**What this task involves**
Report every line of the listing below that contains the string "instance", copying each such line in full. The match is case-sensitive.

**Recorded information**
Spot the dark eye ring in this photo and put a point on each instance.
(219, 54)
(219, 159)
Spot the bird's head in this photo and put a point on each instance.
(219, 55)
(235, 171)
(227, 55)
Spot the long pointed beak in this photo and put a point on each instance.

---

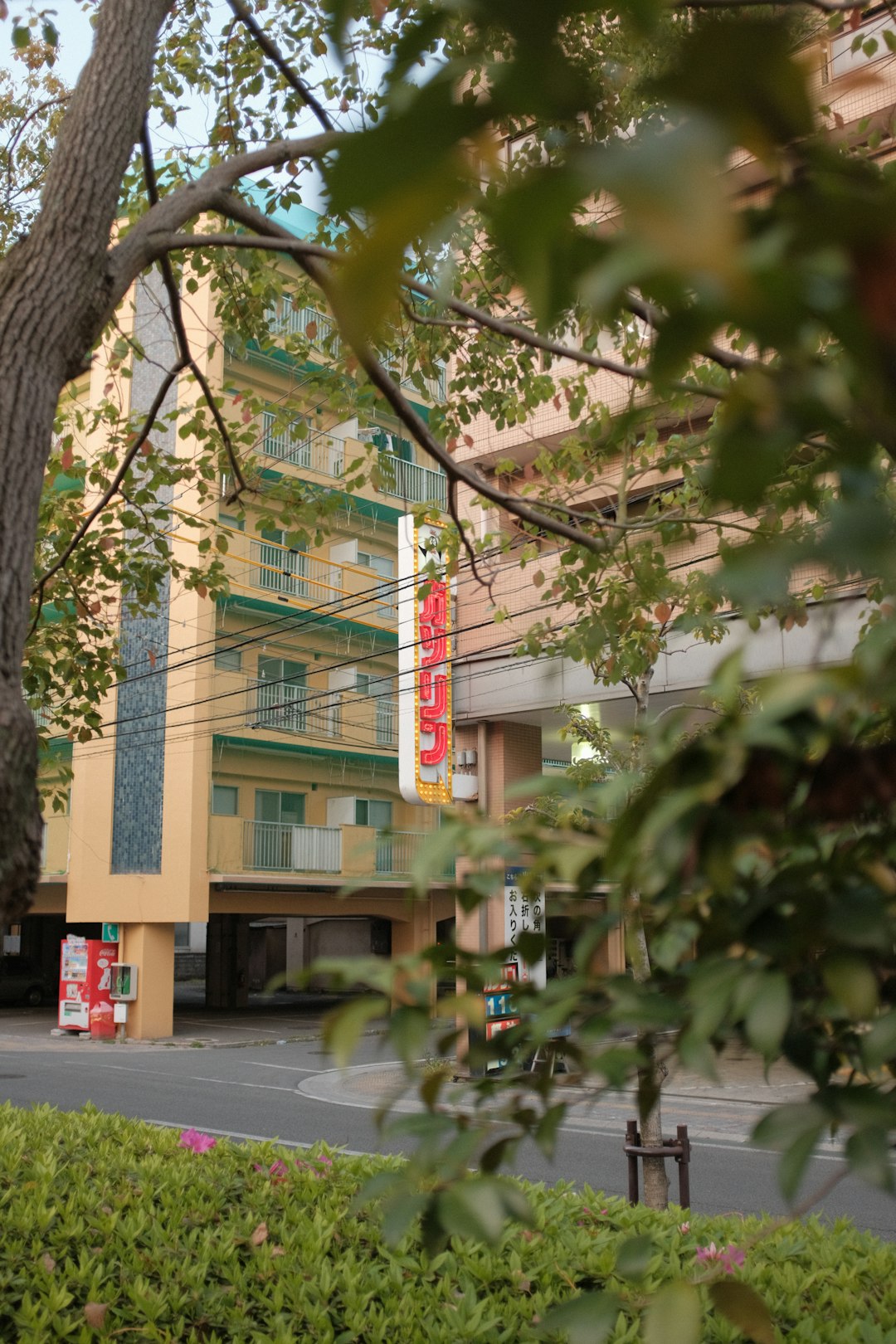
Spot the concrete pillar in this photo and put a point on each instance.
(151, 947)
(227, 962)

**Written reply**
Spot the dark eye ring in this photo and put a point on each instance.
Spot the bird's head in this photo and put a point on each instance.
Spot the long pointed beak in this photo and put a point on each instance.
Spot the concrete pillar in this photo and put a point on each instance.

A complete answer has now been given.